Materials provided →
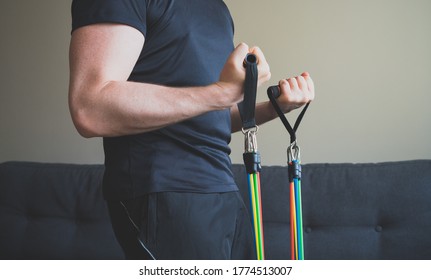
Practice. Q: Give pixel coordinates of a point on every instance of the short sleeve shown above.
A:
(129, 12)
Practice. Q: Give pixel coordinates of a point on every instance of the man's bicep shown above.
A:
(101, 53)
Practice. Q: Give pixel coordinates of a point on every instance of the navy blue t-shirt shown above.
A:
(187, 43)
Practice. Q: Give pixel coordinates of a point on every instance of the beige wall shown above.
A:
(370, 61)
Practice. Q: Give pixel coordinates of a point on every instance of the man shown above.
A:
(160, 80)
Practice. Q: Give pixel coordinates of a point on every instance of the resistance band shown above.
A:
(251, 155)
(294, 170)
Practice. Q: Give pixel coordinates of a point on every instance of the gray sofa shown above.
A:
(350, 211)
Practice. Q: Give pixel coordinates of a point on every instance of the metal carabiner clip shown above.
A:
(293, 152)
(250, 141)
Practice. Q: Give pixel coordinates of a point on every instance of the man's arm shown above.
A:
(295, 92)
(103, 103)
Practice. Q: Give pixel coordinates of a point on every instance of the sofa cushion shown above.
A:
(54, 211)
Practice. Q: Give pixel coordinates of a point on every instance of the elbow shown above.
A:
(83, 119)
(83, 125)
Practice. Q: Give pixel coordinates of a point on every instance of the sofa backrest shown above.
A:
(350, 211)
(54, 211)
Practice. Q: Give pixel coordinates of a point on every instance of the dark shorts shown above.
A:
(175, 225)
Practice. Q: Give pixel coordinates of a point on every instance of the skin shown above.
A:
(103, 103)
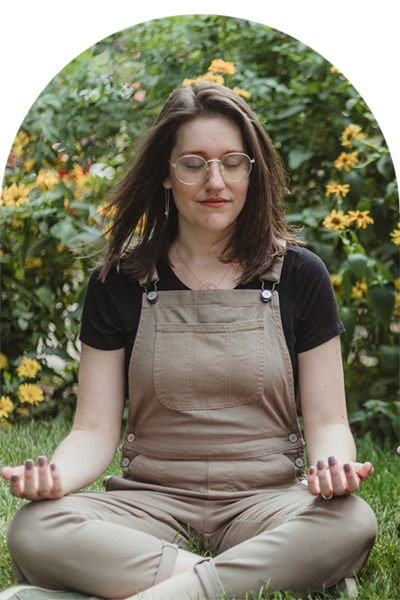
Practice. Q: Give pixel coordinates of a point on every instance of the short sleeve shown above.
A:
(102, 324)
(317, 316)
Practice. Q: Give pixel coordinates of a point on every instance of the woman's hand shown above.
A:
(335, 479)
(35, 483)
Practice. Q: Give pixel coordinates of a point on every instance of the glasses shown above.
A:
(192, 169)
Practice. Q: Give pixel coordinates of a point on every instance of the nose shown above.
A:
(214, 179)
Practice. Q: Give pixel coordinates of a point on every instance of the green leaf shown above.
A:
(297, 157)
(383, 299)
(45, 296)
(390, 356)
(63, 230)
(291, 111)
(346, 286)
(349, 321)
(359, 265)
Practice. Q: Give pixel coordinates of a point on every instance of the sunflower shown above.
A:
(6, 406)
(337, 189)
(30, 393)
(3, 361)
(336, 220)
(346, 160)
(360, 289)
(361, 218)
(395, 235)
(220, 66)
(243, 93)
(351, 133)
(28, 367)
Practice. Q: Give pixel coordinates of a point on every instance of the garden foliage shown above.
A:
(78, 133)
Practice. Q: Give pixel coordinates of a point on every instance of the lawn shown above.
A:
(379, 579)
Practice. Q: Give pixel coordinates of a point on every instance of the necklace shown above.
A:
(204, 286)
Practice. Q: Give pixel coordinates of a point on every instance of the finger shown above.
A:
(29, 484)
(324, 479)
(353, 480)
(58, 487)
(313, 484)
(43, 489)
(338, 479)
(15, 487)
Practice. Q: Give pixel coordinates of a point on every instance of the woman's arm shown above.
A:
(89, 449)
(326, 428)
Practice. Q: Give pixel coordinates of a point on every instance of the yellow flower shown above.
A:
(29, 164)
(24, 412)
(28, 367)
(3, 361)
(241, 92)
(210, 77)
(351, 133)
(6, 406)
(395, 235)
(30, 393)
(338, 190)
(33, 262)
(361, 218)
(47, 180)
(140, 225)
(19, 141)
(220, 66)
(397, 286)
(360, 289)
(336, 220)
(15, 195)
(336, 282)
(346, 160)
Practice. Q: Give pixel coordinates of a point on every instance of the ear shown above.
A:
(167, 183)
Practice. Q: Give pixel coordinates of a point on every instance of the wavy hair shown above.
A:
(139, 198)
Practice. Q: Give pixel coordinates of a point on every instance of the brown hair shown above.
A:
(140, 194)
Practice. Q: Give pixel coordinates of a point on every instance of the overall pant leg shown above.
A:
(108, 544)
(292, 541)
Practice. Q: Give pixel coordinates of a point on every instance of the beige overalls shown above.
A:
(213, 452)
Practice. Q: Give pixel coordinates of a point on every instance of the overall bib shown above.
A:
(213, 453)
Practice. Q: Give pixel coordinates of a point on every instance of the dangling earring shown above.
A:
(166, 212)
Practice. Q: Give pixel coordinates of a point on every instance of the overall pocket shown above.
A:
(209, 365)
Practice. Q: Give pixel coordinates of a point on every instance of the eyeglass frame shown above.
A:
(252, 161)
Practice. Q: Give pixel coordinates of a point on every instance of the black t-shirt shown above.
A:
(309, 312)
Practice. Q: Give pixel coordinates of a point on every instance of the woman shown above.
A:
(210, 322)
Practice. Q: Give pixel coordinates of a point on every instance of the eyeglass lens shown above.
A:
(233, 167)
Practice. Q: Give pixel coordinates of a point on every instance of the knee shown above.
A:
(360, 523)
(26, 534)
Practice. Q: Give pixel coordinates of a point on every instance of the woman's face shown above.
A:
(213, 205)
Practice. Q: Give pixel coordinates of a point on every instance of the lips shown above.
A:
(214, 202)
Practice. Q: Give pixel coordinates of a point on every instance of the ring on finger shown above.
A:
(327, 497)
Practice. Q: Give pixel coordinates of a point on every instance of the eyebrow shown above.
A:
(203, 154)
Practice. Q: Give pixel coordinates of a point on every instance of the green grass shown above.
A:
(379, 579)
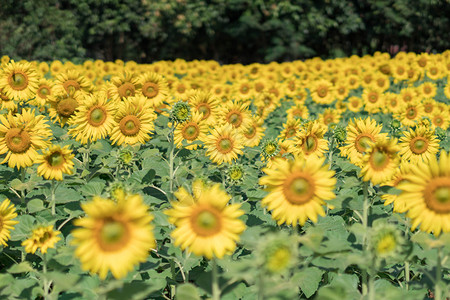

What you need to do →
Word for word, restate the lines above from the line containing "woman shown above." through the line containing "knee shown above.", with both included and nothing else.

Task answer →
Practice. Q: Give pixel coordinates of a point on every instance of the woman shown above.
A:
(210, 322)
Practice. Q: Give pixel coordinates of a point on every instance of the eyeglass lens shown above.
A:
(233, 167)
Practice. Q: Give pixel coordinates of a point on every instance of the knee shown above.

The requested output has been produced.